**The records**
+ + + +

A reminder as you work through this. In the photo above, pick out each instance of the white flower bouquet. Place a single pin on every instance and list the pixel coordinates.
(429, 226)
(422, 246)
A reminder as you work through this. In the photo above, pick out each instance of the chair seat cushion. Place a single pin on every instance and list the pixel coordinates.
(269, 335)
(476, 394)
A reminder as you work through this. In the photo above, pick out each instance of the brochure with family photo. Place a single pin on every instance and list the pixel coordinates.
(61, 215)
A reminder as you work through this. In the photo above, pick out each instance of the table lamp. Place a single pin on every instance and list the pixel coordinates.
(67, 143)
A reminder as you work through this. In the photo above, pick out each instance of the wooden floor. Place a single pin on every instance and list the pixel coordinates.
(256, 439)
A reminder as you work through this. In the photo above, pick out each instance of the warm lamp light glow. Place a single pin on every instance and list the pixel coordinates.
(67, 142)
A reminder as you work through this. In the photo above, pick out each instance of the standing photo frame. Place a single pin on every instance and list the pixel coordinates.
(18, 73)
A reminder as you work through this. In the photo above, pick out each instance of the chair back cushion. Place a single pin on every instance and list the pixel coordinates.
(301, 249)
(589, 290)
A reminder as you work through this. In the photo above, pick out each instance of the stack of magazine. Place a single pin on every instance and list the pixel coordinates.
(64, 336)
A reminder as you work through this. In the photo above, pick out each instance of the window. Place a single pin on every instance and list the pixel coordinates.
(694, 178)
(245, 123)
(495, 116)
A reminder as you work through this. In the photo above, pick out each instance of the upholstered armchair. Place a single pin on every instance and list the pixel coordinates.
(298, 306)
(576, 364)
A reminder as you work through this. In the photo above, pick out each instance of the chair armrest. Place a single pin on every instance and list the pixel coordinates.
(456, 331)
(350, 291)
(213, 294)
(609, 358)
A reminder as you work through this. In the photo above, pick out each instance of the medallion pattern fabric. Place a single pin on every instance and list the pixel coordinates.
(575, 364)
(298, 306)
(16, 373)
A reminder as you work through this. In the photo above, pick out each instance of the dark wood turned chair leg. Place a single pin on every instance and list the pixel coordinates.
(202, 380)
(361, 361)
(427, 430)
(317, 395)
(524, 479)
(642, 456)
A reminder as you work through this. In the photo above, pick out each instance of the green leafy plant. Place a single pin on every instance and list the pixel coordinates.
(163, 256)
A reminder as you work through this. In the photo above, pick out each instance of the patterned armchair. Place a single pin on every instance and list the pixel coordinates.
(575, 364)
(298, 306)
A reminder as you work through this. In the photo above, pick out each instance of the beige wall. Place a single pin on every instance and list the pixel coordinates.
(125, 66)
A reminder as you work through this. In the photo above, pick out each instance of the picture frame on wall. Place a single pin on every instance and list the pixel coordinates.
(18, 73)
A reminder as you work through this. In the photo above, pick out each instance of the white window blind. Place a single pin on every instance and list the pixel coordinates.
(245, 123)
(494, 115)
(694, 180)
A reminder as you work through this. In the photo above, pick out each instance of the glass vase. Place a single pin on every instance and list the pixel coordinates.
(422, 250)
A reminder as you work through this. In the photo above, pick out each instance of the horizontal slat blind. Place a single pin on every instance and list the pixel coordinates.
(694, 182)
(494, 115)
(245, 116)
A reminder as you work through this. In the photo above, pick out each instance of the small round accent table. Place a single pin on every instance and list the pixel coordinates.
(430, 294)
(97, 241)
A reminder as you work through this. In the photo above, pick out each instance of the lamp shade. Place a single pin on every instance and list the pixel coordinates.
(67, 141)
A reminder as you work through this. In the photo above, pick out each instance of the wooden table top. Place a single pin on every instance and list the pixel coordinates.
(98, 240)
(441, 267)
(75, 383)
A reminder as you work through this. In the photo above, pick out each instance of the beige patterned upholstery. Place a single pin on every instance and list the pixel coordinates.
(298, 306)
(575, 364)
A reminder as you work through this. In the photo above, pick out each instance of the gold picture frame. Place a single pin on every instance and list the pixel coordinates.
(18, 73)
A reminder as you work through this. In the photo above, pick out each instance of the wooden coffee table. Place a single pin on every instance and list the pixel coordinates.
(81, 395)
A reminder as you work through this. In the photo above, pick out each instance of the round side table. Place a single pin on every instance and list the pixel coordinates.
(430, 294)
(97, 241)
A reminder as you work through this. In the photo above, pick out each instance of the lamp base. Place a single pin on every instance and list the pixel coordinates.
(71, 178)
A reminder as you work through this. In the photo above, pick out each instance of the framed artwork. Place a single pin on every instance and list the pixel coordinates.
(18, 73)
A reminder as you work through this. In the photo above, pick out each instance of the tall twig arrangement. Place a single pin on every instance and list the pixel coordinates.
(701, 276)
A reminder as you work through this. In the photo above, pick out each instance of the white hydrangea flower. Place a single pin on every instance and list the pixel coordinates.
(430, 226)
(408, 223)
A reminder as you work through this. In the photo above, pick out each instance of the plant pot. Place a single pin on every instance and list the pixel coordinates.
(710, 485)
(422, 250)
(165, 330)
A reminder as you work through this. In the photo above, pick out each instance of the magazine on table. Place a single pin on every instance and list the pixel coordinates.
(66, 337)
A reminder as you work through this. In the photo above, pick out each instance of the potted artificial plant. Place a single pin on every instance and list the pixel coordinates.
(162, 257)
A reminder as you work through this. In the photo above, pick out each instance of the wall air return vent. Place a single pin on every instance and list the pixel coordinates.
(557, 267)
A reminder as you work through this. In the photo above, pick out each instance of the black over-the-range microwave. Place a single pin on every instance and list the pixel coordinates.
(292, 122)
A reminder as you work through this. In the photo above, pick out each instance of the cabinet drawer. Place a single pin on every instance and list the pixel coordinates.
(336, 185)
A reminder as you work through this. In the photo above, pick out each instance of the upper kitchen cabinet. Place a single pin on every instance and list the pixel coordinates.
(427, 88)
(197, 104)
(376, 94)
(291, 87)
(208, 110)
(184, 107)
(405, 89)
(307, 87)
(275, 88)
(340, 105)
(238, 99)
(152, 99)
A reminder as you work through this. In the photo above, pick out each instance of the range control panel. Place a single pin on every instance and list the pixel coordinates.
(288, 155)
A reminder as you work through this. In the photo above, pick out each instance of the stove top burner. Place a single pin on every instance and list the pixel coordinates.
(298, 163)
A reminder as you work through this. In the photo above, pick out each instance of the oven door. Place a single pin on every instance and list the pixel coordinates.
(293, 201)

+ + + +

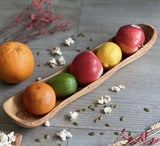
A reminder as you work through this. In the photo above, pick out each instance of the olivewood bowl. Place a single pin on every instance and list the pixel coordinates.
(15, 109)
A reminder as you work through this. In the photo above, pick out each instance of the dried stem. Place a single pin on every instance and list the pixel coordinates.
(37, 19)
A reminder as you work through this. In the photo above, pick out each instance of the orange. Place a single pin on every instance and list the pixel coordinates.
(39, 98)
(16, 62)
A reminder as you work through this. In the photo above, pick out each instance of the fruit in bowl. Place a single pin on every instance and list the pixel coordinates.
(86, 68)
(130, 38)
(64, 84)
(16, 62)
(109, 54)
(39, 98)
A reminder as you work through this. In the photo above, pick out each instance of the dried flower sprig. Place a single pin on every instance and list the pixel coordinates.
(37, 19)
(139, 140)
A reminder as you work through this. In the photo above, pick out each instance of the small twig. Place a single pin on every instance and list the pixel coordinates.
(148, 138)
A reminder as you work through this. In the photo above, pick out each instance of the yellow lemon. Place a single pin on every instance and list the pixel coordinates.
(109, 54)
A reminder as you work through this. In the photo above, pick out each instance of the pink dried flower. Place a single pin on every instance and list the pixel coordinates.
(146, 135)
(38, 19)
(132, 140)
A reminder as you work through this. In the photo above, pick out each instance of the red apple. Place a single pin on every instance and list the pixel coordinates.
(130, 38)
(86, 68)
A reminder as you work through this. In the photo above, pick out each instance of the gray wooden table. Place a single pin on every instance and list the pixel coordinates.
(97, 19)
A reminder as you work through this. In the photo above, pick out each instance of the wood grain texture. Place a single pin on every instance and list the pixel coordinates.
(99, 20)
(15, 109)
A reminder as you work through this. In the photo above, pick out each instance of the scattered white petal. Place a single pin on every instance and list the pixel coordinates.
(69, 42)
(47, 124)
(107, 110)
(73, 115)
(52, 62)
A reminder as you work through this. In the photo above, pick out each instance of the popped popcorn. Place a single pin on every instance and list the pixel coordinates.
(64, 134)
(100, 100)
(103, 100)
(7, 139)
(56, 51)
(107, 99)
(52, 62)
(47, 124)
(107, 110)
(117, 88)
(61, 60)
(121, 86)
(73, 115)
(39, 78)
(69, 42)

+ + + +

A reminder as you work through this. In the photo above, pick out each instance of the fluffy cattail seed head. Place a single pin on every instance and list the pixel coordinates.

+ + + +

**Work instructions**
Identify and copy every line of the records that contains the string "bowl". Treat the match as case-sensitive.

**Written response**
A reminder as you work through this. In the photo above, pick out each instance of the olivewood bowl. Place a single pin on every instance and list the pixel coordinates.
A reminder as you work through this. In the photo above, pick out each instance of the fruit in bowl. Place a single pin on every instance and list the pixel coordinates.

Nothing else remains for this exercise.